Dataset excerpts
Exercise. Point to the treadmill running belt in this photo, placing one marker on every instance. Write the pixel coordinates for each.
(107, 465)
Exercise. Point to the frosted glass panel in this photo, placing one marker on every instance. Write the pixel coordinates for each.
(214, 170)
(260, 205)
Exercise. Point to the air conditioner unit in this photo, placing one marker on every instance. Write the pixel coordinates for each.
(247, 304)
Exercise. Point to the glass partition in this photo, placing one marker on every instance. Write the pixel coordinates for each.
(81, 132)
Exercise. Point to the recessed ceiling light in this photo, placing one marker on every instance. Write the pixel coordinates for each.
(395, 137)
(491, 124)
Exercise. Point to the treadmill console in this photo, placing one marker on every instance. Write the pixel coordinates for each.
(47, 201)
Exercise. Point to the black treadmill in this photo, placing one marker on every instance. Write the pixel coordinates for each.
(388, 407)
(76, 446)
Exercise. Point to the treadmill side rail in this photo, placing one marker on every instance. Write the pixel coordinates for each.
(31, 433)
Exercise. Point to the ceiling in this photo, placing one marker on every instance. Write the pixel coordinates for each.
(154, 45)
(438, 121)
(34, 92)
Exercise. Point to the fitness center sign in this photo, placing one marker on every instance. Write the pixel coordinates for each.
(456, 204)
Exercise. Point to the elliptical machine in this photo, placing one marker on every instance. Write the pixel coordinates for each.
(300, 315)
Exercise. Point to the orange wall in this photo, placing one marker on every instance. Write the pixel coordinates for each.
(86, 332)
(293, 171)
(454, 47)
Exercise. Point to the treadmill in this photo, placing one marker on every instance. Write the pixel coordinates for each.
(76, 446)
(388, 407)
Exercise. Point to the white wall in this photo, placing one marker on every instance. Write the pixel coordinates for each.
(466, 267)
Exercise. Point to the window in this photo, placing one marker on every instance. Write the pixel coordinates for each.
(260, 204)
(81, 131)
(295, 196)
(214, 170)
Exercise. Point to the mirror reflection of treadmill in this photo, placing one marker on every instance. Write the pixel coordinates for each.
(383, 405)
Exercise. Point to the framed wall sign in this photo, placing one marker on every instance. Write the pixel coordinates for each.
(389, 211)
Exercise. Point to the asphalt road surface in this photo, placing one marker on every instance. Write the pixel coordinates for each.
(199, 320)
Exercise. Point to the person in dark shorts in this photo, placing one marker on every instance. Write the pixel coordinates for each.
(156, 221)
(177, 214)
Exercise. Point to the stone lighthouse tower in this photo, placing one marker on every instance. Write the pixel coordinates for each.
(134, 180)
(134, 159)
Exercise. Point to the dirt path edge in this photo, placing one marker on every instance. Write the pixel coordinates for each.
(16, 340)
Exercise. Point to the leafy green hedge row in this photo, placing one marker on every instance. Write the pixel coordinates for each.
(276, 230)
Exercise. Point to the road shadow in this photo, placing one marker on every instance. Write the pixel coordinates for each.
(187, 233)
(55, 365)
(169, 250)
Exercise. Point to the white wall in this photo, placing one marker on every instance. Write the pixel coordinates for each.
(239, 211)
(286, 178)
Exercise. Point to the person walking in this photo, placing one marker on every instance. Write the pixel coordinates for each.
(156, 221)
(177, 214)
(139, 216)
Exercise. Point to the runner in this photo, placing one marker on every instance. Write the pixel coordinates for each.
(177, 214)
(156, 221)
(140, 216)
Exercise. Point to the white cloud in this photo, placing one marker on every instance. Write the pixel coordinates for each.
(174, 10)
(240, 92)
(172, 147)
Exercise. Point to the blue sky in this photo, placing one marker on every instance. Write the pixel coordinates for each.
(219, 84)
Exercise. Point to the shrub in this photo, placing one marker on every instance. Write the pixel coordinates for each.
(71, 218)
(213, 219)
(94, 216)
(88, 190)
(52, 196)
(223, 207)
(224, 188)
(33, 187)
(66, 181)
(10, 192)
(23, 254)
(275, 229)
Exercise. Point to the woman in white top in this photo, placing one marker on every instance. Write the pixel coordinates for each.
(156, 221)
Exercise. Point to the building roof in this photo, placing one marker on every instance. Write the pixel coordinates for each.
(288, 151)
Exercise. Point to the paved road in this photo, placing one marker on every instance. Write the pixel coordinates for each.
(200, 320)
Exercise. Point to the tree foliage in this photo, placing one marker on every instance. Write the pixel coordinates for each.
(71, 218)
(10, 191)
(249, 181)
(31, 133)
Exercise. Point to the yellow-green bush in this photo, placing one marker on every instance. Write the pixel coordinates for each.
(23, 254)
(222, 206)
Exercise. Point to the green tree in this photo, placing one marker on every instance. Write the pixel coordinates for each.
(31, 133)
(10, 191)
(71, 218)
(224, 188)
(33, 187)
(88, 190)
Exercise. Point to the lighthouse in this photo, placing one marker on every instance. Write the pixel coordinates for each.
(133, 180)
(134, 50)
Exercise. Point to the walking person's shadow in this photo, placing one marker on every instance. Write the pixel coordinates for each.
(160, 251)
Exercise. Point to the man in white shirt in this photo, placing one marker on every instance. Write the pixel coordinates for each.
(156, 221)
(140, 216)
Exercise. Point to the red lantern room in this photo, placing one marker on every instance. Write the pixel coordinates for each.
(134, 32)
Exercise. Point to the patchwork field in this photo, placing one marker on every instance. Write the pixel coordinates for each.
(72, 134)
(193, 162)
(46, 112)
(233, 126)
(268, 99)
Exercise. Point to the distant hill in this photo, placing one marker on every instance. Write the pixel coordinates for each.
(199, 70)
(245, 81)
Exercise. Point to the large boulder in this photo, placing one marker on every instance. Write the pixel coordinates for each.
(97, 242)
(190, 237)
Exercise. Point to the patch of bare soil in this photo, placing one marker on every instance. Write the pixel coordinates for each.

[Exercise] The entries above should be copied out exactly, with none left out.

[Finished exercise]
Exercise. Point to the treadmill running belt in this photo, placing one marker on every instance. Write the pixel coordinates for each.
(107, 465)
Exercise. Point to the frosted glass panel in this photo, placing one marker on every instance. Write the pixel coordinates for each.
(214, 170)
(260, 205)
Exercise. Point to the air conditioner unit in this photo, placing one marker on every instance. Write the pixel coordinates for each.
(247, 304)
Exercise. Point to the glass partition in this photo, placing one marker on every instance. Write the pixel coordinates for each.
(81, 132)
Exercise. Point to the recessed ceiling light in this photo, placing one marker on every instance. Write the pixel coordinates for each.
(395, 137)
(491, 124)
Exercise. Point to the treadmill console in this photo, placing one marker on every instance. Write the pixel coordinates for each.
(47, 201)
Exercise. Point to the black treadmill in this photo, placing one marker on every instance. Write the pixel coordinates for each.
(388, 407)
(76, 446)
Exercise. Point to the treadmill side rail in this photo, placing one marker on every instance. Write the pixel coordinates for each.
(31, 433)
Exercise. Point to the ceiling in this photo, placing one marker on every instance. Write the pixel coordinates for each.
(154, 45)
(438, 121)
(34, 92)
Exercise. Point to the fitness center sign in this photo, placing one marker on every instance. Write the pixel coordinates for each.
(456, 204)
Exercise. Point to the elliptical machine in this photo, placing one marker on every instance. Write the pixel coordinates for each.
(300, 315)
Exercise. Point to the orange wall in this photo, placing one marker on every instance. Write the pixel coordinates for each.
(86, 332)
(293, 171)
(454, 47)
Exercise. Point to the treadmill in this photo, placing one marker on every instance. Write the pixel coordinates for each.
(76, 446)
(388, 407)
Exercise. Point to the white wall in this photo, placing one marker on every instance. Write the pixel coordinates for each.
(466, 267)
Exercise. Point to the window in this photo, placing one marker on every instance. Write the pixel coordinates for each.
(260, 204)
(81, 131)
(295, 196)
(214, 170)
Exercise. Point to the mirror reflection of treadmill in this photo, placing one marker on every instance. Write the pixel coordinates for each.
(383, 405)
Exercise. Point to the framed wall sign in this photo, placing one marker on every instance. Write the pixel coordinates for each.
(389, 211)
Exercise. Point to the asphalt road surface in this photo, placing one marker on every instance. Write the pixel coordinates for each.
(199, 320)
Exercise. Point to the person in dark shorts in this photo, placing one marker on every instance. Write the pixel coordinates for each.
(156, 221)
(177, 214)
Exercise. Point to the stone lighthouse tower in this photo, placing one marker on every instance. Write the pixel coordinates for each.
(134, 180)
(134, 159)
Exercise. Point to the dirt path edge in this photo, placing one marker on every instance. Write the pixel coordinates for each.
(16, 340)
Exercise. Point to the leafy green hedge row in this photo, placing one marker on every instance. Write the pixel coordinates for each.
(276, 230)
Exercise. Point to the road shadow in this photo, placing one marker on every instance. Write the pixel coordinates for each.
(187, 233)
(55, 365)
(169, 250)
Exercise. Point to the white wall in this photo, placing one marker on every instance. Write the pixel coordinates for each.
(239, 211)
(286, 178)
Exercise. Point to the person walking in this photo, placing one marker on every instance. Write the pixel coordinates for each.
(156, 221)
(177, 214)
(139, 216)
Exercise. Point to the runner in this photo, placing one marker on every instance. Write the pixel coordinates for each.
(177, 214)
(156, 221)
(140, 216)
Exercise. Point to the white cloud in this photo, placing one marker on every instance. Write the pixel coordinates for each.
(174, 10)
(240, 92)
(172, 147)
Exercise. Point to the blue sky in this photo, placing one marker on every instance. Write the pixel coordinates for each.
(219, 84)
Exercise. Point to the shrub in this photo, placing one marker on every instance. Write the pixel coordinates for each.
(71, 218)
(213, 219)
(94, 216)
(88, 190)
(52, 196)
(223, 207)
(224, 188)
(33, 187)
(66, 181)
(10, 192)
(23, 254)
(275, 229)
Exercise. Point to the woman in white top in this photo, placing one marker on every instance. Write the pixel coordinates for each.
(156, 221)
Exercise. Point to the building roof in this photo, placing one marker on every instance. Write the pixel coordinates for each.
(288, 151)
Exercise. Point to the paved road in this photo, placing one marker on every instance. Write the pixel coordinates for each.
(200, 320)
Exercise. Point to the tree foliage in this photo, placing one marker on every instance. Write the pixel coordinates for each.
(71, 218)
(10, 191)
(249, 181)
(31, 133)
Exercise. Point to the yellow-green bush in this photo, placing one marker on every instance. Write the pixel coordinates for each.
(23, 254)
(222, 206)
Exercise. Point to the green tree in this photo, placing one marker on every instance. Write the pixel coordinates for each.
(31, 133)
(10, 191)
(71, 218)
(224, 188)
(33, 187)
(88, 190)
Exercise. Point to the lighthouse in this photo, placing one marker on every instance. Write the pixel coordinates for each.
(133, 180)
(134, 50)
Exercise. Point to the walking person's shadow in this photo, placing one marker on every instance. Write the pixel coordinates for each.
(160, 251)
Exercise. Point to the man in white shirt in this photo, placing one marker on every instance. Write the pixel coordinates for each.
(156, 221)
(140, 216)
Exercise. Point to the red lantern room in this photo, placing one marker on every instance. Write the pixel coordinates for each.
(134, 32)
Exercise. Point to the patchwork field in this photo, placing one marker on every instance. Write the pixel coordinates for each.
(72, 134)
(193, 162)
(46, 112)
(233, 126)
(268, 99)
Exercise. Point to the distant hill in this photo, placing one marker on every instance. Write the pixel coordinates for each.
(199, 70)
(245, 81)
Exercise. Point to the large boulder in this photo, placing one marker on every instance. Write the pixel coordinates for each.
(97, 242)
(190, 237)
Exercise. Point to the patch of bare soil in this photo, placing one marker on every instance. Write the pixel coordinates for each.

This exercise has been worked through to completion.